[PROBLEM DETAILS]
Set it all down exactly, every record and every line.

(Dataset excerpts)
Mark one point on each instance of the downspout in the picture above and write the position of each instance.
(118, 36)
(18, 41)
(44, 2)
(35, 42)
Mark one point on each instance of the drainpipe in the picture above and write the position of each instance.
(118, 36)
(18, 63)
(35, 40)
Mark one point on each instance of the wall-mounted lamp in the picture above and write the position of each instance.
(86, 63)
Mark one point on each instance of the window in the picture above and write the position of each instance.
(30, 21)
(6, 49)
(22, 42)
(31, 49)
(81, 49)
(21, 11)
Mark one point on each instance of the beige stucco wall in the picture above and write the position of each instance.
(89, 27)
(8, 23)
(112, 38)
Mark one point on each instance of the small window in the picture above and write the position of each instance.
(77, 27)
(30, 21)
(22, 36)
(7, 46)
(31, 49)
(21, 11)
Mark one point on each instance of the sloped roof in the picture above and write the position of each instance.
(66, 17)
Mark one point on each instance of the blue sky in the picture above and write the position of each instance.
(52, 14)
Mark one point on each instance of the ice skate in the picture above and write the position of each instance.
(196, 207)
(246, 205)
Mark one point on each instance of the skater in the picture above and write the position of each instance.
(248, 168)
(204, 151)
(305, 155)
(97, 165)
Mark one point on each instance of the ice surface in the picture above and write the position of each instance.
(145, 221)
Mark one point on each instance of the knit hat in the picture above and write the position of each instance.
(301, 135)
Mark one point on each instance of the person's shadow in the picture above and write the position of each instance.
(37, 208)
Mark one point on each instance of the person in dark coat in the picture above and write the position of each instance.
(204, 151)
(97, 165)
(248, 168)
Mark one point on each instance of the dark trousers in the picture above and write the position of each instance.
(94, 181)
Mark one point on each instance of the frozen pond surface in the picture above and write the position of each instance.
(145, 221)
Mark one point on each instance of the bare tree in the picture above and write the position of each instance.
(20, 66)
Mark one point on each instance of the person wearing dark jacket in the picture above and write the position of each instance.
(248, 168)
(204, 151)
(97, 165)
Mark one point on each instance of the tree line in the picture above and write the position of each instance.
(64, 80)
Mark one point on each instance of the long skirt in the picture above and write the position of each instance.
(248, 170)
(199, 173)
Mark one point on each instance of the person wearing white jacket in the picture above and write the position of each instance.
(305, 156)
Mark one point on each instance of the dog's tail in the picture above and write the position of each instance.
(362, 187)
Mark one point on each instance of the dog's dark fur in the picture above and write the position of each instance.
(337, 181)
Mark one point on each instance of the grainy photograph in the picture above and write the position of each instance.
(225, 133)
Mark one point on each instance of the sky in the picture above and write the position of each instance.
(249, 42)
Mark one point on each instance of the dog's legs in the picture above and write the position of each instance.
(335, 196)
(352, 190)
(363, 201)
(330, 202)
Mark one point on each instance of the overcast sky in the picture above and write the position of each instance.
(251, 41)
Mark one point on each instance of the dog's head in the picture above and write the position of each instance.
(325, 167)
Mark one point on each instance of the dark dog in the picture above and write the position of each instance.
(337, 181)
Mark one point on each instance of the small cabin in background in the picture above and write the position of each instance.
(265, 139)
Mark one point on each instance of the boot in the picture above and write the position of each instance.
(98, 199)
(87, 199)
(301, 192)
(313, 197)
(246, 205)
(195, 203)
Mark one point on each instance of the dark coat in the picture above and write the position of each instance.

[ANSWER TO THE EXERCISE]
Mark one point on each instance of the downspout in the picture above and write the position of each instance.
(118, 36)
(18, 41)
(44, 2)
(35, 42)
Mark one point on each instance of the drainpipe in the picture above and write the position of each instance.
(118, 36)
(18, 63)
(35, 40)
Mark one point on each instance of the wall-mounted lamp in the picture above and write the position of each instance.
(86, 63)
Mark one point on each instance of the window in the picture above and write the position of each instance.
(30, 21)
(6, 49)
(22, 42)
(31, 49)
(81, 49)
(21, 11)
Mark one point on each instance of the beige stucco wall in the picture above and write the position of each instance.
(89, 27)
(8, 23)
(112, 38)
Mark one point on each instance of the small window in the picture above and write the position of each instance.
(77, 27)
(30, 21)
(22, 36)
(7, 46)
(31, 49)
(21, 11)
Mark one point on each instance of the sloped roof in the picture above and write the position of each instance.
(66, 17)
Mark one point on each instance of the blue sky in the picture above and write the position of each instance.
(52, 14)
Mark one point on each instance of the ice skate in the picture above and write the position of each instance.
(196, 207)
(246, 205)
Mark one point on each instance of the skater in the picture above and write the position of each instance.
(248, 168)
(204, 151)
(305, 155)
(97, 165)
Mark one point on each instance of the ice surface in the picture above and write the position of each instance.
(145, 221)
Mark one point on each instance of the knit hat in the picture above and write the position of each instance.
(301, 135)
Mark one point on each instance of the person's shadow in the picture above and write the position of each instance.
(37, 208)
Mark one point on each instance of the person in dark coat in the picture above and write the position of each instance.
(204, 151)
(97, 165)
(248, 168)
Mark one point on each instance of the dark trousers in the picture above and write the position of each instance.
(94, 181)
Mark one point on each instance of the frozen pond surface in the picture above and write the position of each instance.
(145, 221)
Mark one point on each instance of the bare tree in the picture above and write the position of each instance.
(20, 66)
Mark one point on each instance of the person wearing dark jacket in the picture above and write the position of each instance.
(248, 168)
(204, 151)
(97, 165)
Mark one point on each instance of the tree line in the picture above and write the position of each instance.
(64, 80)
Mark one point on each instance of the long skirt in the picture above and write the position of each instance.
(248, 170)
(199, 173)
Mark one point on each instance of the person wearing white jacket in the picture above and write the position of each instance.
(305, 156)
Mark one point on each instance of the dog's tail in the picture above and write the position of each instance.
(362, 187)
Mark one point on each instance of the dog's dark fur in the picture above and write the position of each instance.
(337, 181)
Mark one point on each instance of the grainy photograph in the picture above and write the position of each instance.
(225, 133)
Mark one point on each instance of the sky in the picture above and write the position of each instance.
(249, 42)
Mark one point on each instance of the dog's legs in the picture above and write the position of each instance.
(335, 196)
(352, 190)
(363, 201)
(330, 202)
Mark one point on each instance of the overcast sky in the picture above and write the position of each instance.
(251, 41)
Mark one point on each instance of the dog's head in the picture above and write the position of each instance.
(325, 167)
Mark one point on each instance of the dark dog in the picture above and write the position of each instance.
(337, 181)
Mark one point on each instance of the small cabin in background in the picture above and write the position of each instance.
(265, 139)
Mark one point on each instance of the boot in the picture above and write the position of each instance.
(98, 199)
(87, 199)
(301, 192)
(313, 197)
(246, 205)
(195, 203)
Mark one point on each instance of the dark coat in the picture above and write the position of each instance.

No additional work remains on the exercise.